### INFORMATION PROVIDED

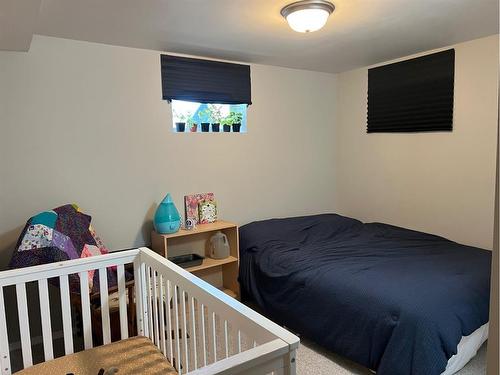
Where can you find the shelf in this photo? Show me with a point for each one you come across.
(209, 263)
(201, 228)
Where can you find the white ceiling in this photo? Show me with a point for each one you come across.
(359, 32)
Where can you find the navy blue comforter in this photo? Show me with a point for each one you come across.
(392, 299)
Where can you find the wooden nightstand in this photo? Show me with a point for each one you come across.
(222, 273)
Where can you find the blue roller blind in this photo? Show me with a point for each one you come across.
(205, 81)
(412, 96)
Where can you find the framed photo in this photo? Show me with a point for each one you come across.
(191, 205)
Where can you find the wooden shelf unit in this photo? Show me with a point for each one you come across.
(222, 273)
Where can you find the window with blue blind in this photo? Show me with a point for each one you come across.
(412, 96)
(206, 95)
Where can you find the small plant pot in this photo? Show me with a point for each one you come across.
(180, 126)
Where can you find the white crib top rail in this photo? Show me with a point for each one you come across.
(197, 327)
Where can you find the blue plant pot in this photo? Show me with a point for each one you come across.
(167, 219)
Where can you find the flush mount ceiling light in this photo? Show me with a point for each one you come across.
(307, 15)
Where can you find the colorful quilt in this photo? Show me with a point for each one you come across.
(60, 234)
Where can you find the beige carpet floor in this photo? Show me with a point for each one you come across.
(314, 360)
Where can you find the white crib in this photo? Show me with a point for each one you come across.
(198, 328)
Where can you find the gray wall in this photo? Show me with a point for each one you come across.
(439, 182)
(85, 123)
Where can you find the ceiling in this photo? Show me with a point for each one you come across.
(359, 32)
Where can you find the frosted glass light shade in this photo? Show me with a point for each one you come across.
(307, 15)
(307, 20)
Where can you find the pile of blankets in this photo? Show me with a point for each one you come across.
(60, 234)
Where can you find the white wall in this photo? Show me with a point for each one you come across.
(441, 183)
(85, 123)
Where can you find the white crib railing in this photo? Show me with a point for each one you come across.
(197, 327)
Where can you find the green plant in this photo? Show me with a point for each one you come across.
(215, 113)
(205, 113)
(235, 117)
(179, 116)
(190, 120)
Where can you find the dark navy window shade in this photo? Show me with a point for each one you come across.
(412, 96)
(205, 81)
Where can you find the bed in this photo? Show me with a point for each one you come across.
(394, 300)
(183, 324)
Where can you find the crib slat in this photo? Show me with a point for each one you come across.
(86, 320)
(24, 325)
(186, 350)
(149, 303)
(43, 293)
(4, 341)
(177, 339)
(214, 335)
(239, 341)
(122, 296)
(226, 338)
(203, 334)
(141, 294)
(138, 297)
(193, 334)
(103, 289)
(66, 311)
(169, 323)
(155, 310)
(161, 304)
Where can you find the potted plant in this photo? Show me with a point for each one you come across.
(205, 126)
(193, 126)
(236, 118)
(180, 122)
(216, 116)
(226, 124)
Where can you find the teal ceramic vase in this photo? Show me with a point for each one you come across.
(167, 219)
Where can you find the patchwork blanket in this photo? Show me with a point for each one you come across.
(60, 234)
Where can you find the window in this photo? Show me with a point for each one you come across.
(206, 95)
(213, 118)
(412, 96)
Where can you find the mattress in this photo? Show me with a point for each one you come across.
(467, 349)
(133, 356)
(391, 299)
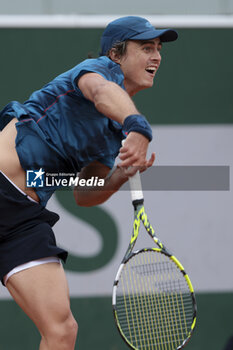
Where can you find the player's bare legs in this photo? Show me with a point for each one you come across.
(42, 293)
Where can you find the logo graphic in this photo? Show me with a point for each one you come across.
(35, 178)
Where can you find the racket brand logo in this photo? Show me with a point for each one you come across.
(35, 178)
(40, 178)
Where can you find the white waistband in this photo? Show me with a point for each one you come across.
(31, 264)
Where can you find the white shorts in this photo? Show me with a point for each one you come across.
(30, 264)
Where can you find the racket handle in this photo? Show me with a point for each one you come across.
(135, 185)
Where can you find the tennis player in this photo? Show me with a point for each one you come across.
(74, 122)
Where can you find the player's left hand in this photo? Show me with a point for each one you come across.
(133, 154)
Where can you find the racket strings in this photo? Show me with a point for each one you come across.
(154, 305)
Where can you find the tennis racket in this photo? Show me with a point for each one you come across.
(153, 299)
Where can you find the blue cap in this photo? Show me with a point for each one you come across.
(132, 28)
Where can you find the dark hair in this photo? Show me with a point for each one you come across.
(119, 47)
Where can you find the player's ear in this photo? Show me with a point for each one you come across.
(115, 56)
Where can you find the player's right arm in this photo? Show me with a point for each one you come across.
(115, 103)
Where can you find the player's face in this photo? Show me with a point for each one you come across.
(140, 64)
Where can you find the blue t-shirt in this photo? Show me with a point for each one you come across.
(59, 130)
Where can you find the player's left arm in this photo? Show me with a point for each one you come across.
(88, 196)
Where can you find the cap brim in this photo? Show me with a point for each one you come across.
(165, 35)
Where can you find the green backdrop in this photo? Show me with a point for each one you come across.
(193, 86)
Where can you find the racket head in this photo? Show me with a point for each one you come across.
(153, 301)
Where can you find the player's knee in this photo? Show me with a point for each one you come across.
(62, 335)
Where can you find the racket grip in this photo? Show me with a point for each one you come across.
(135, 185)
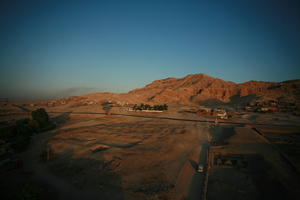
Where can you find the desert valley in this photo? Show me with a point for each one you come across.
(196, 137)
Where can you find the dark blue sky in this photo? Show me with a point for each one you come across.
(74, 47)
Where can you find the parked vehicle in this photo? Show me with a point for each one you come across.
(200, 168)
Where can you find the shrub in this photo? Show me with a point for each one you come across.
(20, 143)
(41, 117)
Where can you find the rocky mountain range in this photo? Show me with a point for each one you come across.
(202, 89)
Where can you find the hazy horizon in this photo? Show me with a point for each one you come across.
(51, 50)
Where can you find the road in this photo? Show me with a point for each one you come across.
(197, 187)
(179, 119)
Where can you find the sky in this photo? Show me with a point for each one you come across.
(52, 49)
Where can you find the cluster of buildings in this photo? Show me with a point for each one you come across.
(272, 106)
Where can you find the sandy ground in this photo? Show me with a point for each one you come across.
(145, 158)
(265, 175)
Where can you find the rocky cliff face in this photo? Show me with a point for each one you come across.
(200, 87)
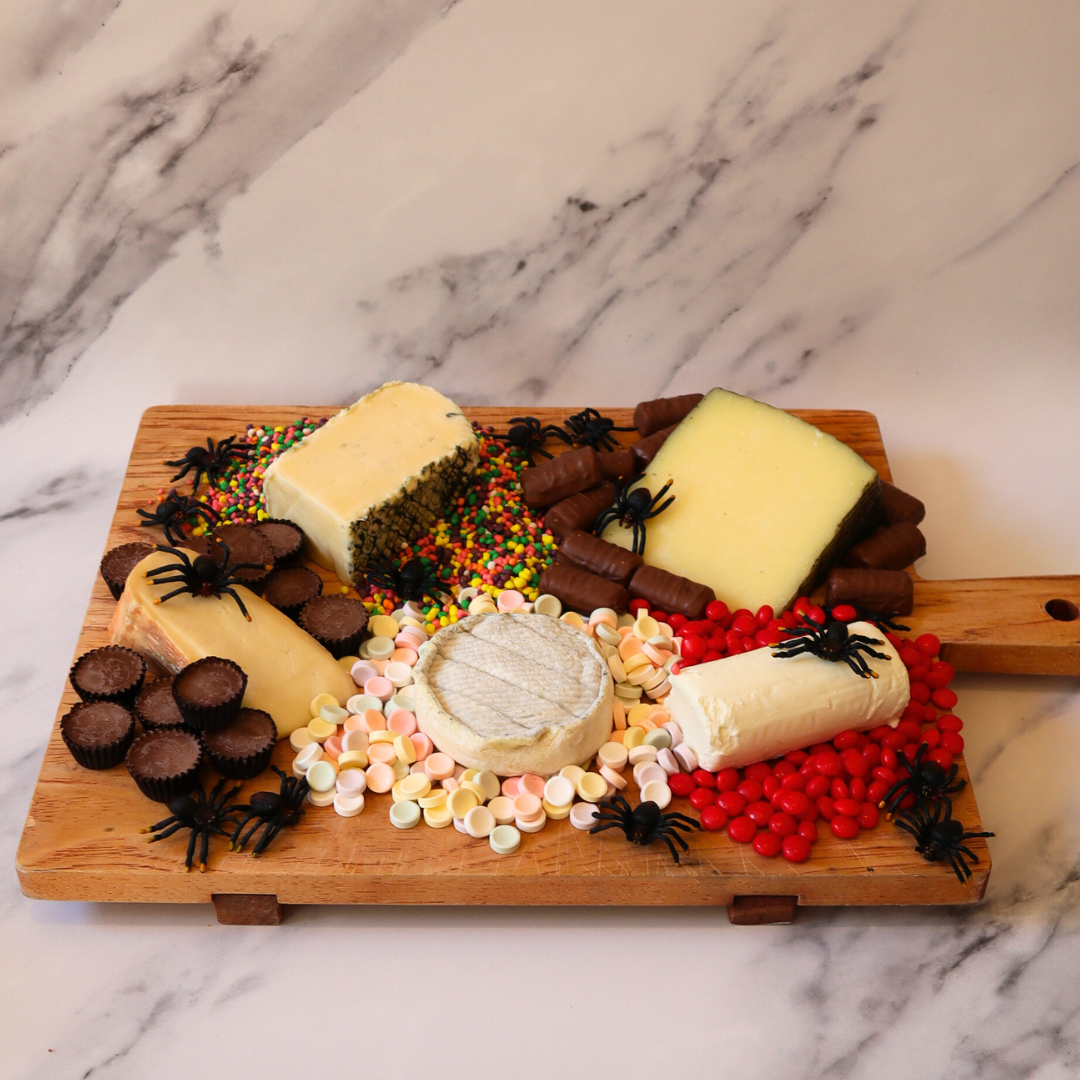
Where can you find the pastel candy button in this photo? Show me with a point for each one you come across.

######

• WHAT TO WORK ON:
Format the entries as a JSON list of strings with one string per line, beginning at the line that contains "Where can you find the road" and continuing through the last line of the entries. Skip blank lines and leave out the pictures.

• CORRECT RESPONSE:
[
  "Where can you find the road in this photo? Show me with a point for each one you come across.",
  "(197, 187)",
  "(179, 119)",
  "Where can you find the sky in this photo? Show me with a point for each one you come across.",
  "(52, 49)",
  "Where can you find the cluster of buildings in this photo? Show me with a point for each one you come across.",
  "(272, 106)",
  "Where can you find the sandy ground in this photo? Show me with a point for each one you come across.",
  "(145, 158)",
  "(265, 175)",
  "Where can you find the rocky cliff face in this photo? Show me with a point for each one you come across.",
  "(200, 87)",
  "Where can you find the pastel candy button in this photo? Show me with a point for each one you come across."
]